● Data records
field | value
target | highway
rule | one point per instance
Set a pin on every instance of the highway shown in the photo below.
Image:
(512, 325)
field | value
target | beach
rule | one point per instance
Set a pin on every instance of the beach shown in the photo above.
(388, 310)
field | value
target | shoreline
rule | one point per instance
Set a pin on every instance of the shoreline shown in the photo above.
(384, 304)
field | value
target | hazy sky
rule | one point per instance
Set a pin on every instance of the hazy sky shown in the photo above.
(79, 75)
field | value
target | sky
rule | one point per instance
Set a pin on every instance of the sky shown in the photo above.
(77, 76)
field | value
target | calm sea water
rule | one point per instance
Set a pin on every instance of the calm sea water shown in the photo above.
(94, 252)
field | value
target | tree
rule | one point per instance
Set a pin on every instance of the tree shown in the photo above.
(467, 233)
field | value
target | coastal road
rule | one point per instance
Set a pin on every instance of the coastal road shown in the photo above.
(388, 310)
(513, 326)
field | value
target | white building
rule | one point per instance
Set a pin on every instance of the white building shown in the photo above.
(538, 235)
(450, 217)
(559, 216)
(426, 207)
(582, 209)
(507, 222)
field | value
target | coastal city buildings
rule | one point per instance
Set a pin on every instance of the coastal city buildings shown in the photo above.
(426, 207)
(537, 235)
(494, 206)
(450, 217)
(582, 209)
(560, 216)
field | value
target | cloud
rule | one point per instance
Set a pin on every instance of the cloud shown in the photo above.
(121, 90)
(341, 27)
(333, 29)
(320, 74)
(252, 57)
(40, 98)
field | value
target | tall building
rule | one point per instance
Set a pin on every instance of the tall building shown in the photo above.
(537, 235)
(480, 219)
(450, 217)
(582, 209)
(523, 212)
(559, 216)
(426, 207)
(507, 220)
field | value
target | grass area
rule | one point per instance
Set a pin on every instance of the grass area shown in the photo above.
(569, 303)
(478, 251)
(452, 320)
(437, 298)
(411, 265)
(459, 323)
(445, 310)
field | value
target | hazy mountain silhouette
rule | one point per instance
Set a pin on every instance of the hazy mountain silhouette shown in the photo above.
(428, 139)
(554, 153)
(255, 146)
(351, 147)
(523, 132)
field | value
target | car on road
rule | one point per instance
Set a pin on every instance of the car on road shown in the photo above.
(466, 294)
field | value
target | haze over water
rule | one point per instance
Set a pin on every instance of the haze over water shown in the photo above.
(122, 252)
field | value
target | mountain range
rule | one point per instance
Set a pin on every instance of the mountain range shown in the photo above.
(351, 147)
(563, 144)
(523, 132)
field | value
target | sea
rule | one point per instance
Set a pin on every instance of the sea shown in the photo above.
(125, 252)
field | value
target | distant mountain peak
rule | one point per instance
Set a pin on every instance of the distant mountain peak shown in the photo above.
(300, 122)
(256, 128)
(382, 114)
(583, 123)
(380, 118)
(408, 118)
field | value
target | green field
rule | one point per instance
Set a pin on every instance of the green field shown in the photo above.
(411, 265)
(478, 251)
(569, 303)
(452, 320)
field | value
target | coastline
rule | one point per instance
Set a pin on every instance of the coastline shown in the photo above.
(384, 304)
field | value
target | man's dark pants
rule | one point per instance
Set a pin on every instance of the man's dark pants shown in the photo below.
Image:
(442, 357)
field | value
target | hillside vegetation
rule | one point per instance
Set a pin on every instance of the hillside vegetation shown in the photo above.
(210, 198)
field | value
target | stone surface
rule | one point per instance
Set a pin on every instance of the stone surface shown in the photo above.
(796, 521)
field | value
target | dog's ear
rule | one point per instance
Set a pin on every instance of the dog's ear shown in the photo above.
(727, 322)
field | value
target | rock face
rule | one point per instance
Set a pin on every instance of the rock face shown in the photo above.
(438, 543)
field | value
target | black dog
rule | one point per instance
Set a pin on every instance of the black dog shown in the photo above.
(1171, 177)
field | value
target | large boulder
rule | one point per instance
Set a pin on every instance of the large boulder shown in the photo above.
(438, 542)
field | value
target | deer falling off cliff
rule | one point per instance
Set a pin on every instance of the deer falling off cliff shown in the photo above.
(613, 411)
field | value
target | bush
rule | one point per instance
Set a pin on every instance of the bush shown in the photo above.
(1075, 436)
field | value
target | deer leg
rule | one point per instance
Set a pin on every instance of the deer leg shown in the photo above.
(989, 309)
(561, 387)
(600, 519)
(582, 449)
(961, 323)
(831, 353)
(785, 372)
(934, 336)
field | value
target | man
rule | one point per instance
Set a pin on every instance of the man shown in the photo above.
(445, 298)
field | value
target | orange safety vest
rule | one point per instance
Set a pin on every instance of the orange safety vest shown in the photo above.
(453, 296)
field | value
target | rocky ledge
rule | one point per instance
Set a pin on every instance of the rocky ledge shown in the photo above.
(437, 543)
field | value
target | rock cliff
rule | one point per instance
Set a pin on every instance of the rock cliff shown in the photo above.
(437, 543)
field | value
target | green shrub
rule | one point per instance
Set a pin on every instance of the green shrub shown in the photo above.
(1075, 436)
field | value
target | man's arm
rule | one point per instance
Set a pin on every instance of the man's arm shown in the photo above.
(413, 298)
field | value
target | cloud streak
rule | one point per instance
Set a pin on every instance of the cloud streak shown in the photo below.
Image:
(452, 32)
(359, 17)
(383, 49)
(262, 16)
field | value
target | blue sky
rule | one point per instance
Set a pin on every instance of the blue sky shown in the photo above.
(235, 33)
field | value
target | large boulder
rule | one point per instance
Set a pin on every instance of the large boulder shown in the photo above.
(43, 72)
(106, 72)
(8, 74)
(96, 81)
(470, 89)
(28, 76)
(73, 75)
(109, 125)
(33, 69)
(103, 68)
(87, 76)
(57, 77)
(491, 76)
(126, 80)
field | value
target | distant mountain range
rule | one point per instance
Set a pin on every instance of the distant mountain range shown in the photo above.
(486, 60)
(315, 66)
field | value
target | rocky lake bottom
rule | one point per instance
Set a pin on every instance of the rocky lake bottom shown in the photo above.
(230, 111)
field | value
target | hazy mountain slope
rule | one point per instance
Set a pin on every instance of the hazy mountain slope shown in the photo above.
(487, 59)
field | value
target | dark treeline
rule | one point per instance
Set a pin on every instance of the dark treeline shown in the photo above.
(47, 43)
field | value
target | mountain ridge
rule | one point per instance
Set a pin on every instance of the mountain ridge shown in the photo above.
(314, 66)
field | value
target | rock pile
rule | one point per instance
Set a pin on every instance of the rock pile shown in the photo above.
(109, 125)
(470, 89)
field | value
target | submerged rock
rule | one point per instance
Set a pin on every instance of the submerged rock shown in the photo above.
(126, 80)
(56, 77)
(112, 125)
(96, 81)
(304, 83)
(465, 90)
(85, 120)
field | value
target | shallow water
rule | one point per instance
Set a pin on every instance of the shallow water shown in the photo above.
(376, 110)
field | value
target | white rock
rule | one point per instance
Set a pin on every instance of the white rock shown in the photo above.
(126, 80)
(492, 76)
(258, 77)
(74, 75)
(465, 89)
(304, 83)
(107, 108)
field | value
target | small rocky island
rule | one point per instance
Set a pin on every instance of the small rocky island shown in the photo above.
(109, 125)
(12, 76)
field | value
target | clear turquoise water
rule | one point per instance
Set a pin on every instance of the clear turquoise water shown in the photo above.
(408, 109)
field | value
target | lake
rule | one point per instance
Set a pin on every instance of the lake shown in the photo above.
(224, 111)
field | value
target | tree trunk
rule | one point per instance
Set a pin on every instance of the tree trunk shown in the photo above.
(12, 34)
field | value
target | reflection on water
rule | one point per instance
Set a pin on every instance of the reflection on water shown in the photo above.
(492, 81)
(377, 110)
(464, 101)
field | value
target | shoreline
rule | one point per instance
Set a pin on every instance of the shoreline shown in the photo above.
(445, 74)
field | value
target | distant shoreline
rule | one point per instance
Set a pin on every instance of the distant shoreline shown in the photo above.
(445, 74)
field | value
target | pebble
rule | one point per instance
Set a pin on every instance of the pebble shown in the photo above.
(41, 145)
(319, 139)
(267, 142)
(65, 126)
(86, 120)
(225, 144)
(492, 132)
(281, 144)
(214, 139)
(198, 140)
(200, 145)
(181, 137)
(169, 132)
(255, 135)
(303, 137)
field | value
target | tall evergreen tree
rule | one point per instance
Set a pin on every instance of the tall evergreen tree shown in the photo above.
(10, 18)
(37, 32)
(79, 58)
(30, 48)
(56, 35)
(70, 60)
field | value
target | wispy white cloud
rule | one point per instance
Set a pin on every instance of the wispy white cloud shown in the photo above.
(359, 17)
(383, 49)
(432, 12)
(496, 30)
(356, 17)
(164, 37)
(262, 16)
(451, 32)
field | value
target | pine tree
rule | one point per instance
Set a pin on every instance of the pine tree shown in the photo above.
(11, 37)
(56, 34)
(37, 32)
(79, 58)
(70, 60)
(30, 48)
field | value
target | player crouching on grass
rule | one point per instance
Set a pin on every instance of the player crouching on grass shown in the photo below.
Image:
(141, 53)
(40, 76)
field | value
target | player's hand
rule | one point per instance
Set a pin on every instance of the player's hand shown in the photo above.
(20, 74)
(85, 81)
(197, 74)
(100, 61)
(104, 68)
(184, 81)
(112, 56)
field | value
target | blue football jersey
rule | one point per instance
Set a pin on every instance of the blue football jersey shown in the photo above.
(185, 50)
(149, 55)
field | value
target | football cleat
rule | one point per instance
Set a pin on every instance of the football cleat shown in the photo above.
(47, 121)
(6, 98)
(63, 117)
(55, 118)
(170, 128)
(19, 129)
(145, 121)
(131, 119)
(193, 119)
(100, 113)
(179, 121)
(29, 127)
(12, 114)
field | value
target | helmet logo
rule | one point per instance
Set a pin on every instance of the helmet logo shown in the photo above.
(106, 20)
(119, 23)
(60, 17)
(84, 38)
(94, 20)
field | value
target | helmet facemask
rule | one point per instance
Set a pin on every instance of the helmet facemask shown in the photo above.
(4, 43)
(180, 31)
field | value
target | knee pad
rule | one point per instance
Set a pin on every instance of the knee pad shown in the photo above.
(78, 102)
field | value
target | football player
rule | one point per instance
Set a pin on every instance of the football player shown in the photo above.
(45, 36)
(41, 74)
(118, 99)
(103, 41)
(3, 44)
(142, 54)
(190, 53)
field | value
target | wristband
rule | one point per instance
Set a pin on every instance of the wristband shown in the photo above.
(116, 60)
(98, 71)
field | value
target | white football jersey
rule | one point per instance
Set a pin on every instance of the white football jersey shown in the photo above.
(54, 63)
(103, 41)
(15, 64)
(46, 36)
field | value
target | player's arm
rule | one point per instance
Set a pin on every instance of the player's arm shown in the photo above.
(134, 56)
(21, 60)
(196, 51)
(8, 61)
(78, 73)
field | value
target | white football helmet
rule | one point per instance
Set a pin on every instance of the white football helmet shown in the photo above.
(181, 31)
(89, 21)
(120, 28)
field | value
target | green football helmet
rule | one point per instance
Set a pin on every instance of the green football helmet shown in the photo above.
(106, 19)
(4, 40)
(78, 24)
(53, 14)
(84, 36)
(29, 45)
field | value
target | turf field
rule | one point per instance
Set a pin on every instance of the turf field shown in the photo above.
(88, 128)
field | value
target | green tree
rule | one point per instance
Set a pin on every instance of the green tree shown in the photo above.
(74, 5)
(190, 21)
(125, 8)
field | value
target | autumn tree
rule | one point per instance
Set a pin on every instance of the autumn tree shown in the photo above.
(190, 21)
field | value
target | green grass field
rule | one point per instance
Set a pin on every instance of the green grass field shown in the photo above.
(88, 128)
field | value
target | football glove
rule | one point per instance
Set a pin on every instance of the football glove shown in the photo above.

● The task
Pick out every line of the listing containing the word "crouching", and show those lines.

● Task output
target | player crouching on grass
Set a pin on every instance of the player crouching on grass shown in the photo below.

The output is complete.